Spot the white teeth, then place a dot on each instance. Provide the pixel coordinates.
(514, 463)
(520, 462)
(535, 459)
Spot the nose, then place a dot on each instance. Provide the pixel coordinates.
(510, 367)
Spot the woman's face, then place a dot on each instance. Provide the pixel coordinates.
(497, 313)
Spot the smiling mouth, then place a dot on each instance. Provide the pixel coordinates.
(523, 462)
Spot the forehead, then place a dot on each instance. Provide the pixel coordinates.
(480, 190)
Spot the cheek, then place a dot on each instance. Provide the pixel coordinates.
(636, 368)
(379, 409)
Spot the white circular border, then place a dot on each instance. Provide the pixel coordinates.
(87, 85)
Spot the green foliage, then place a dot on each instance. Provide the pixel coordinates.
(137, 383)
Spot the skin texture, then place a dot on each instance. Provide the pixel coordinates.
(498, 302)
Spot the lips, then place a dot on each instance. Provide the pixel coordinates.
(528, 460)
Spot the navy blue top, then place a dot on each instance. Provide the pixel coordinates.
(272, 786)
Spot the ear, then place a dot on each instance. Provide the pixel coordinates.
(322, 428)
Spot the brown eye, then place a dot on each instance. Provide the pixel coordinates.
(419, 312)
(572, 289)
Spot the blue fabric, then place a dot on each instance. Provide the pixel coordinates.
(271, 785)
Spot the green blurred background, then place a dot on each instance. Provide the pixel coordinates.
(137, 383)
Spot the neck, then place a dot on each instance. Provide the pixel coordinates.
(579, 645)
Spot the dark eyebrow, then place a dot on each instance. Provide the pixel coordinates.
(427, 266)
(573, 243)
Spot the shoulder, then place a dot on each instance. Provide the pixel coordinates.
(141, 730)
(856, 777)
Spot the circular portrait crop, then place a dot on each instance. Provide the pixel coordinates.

What is being asked → Starting at the line with "Spot the green blurred", print each remaining line of the listing above exactly as it appears.

Response below →
Spot the green blurred background, then place a dot on each instance. Provide the pixel coordinates.
(137, 383)
Spot the neck, then place a dot on each instance. Provide the pixel coordinates.
(579, 645)
Spot the dark eyebrow, then place a dot on each instance. Provide the pixel coordinates.
(427, 266)
(573, 243)
Spot the shoulder, then place a dot on each instance. Provide the pixel coordinates.
(141, 730)
(856, 777)
Spot the circular portrait crop, then place a dot on each instance. Provide the pixel coordinates.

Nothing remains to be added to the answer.